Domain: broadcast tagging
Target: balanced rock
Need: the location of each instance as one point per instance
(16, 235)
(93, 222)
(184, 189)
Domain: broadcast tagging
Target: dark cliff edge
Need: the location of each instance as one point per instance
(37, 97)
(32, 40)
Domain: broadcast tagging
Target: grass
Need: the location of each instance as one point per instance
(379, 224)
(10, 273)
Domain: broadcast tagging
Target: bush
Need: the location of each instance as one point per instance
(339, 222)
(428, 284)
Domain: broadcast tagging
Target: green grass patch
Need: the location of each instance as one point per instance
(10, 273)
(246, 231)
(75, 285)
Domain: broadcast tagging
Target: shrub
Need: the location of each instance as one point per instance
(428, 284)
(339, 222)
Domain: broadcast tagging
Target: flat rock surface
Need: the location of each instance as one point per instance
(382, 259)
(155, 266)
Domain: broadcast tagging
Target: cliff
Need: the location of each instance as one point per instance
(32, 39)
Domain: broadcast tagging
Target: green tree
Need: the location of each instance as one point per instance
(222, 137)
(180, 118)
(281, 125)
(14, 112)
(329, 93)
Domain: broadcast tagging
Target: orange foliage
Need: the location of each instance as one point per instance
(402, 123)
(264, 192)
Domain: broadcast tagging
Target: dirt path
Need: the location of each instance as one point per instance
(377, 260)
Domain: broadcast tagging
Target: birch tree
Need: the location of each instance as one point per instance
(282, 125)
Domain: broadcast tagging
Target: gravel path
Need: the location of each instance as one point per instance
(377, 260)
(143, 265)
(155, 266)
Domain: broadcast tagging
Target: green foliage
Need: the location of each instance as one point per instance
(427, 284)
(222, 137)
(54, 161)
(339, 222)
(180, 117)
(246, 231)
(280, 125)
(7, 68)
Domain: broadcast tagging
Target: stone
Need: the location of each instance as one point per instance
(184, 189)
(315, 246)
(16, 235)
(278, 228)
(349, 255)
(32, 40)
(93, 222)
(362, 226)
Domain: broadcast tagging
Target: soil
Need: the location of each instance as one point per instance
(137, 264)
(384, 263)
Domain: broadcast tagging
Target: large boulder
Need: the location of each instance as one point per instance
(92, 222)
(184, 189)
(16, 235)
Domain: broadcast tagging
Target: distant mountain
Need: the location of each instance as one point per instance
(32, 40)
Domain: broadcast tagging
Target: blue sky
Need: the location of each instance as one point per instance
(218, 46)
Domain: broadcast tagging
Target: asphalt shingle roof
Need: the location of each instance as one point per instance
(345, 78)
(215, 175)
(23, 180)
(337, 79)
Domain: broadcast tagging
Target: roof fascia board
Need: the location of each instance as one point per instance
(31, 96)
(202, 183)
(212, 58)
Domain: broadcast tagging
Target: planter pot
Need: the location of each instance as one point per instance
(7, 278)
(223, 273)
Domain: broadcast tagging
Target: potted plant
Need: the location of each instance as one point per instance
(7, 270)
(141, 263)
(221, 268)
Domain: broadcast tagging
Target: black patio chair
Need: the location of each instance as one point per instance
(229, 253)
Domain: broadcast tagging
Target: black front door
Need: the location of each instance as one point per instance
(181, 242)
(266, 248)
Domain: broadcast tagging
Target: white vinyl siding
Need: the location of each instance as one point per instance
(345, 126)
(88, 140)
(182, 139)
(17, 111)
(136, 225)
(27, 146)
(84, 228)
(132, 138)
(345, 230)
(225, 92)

════════════════

**Work instructions:**
Set down each line of the data precisely as it appears above.

**Response to this task:**
Domain: broadcast tagging
Target: balanced rock
Need: the location of each instance as one point per instance
(16, 235)
(93, 222)
(184, 189)
Domain: broadcast tagging
Target: dark cliff edge
Need: the location of each instance as one point per instance
(37, 97)
(32, 40)
Domain: broadcast tagging
Target: grass
Need: the location of each instance as one point per instance
(379, 224)
(10, 273)
Domain: broadcast tagging
Target: bush
Need: the location of each instance as one point per instance
(339, 222)
(428, 284)
Domain: broadcast tagging
Target: green grass patch
Need: the location of each instance as one point per instance
(10, 273)
(246, 231)
(75, 285)
Domain: broadcast tagging
Target: shrub
Need: the location of each instance as one point per instance
(428, 284)
(339, 222)
Domain: broadcast tagging
Target: flat rock surface
Need: the location of each instance as one point per instance
(382, 259)
(155, 266)
Domain: broadcast tagging
Target: cliff
Need: the location of each instance as one point per instance
(32, 39)
Domain: broadcast tagging
Target: green tree
Need: the location of each instance as one point per instance
(222, 137)
(180, 118)
(281, 125)
(14, 112)
(329, 93)
Domain: broadcast tagging
Target: orange foliage
Need: the location of each instance as one point per instance
(402, 123)
(264, 192)
Domain: broadcast tagging
Target: dirt path
Need: the location of each instance as one point per instance
(377, 260)
Domain: broadcast tagging
Target: birch tree
Need: the location of each instance as one point per instance
(282, 125)
Domain: broadcast tagging
Target: gravel path
Need: the location of each instance as one point per instance
(377, 260)
(143, 265)
(155, 266)
Domain: broadcast tagging
Target: green foliage
Need: the location of each instance as one point per instance
(427, 284)
(222, 137)
(54, 161)
(339, 222)
(180, 117)
(246, 231)
(280, 125)
(7, 68)
Domain: broadcast tagging
Target: stone
Need: the location of each instance as one point per instance
(184, 189)
(315, 246)
(16, 235)
(278, 228)
(349, 255)
(32, 40)
(93, 222)
(362, 226)
Domain: broadcast tagging
Target: soil
Need: the location of each instance as one point per instance
(137, 264)
(384, 263)
Domain: broadcast tagging
Target: large boulder
Need: the location of each instance as one point per instance
(92, 222)
(184, 189)
(16, 235)
Domain: broadcast tagging
Target: distant mountain
Need: the location of each instance as one point per instance
(32, 40)
Domain: broadcast tagging
Target: blue sky
Need: the location of each instance as one point per instance
(218, 46)
Domain: broadcast tagging
Target: asphalt shingle roof
Need: the location of each instance as one point per instance
(345, 78)
(215, 175)
(23, 180)
(337, 79)
Domain: broadcast tagging
Target: roof fascia board
Need: the location of each instance as one point per instance
(31, 96)
(202, 183)
(212, 58)
Domain: broadcast tagging
Target: planter pot
Need: the location of each instance as one point per instance
(7, 278)
(223, 273)
Domain: broadcast tagging
Target: potted plant
Need: the location of each instance as one point per instance
(7, 270)
(141, 263)
(221, 268)
Domain: broadcast tagging
Target: black patio chair
Need: the location of each instance as one point per instance
(229, 253)
Domain: broadcast tagging
Target: black front door
Need: the location of each instance as one point per instance
(181, 242)
(266, 248)
Domain: broadcast tagging
Target: white vinyl siding
Need: the location of each instance as one point per instance
(345, 126)
(88, 140)
(182, 139)
(17, 111)
(136, 225)
(27, 146)
(84, 228)
(132, 138)
(345, 230)
(225, 92)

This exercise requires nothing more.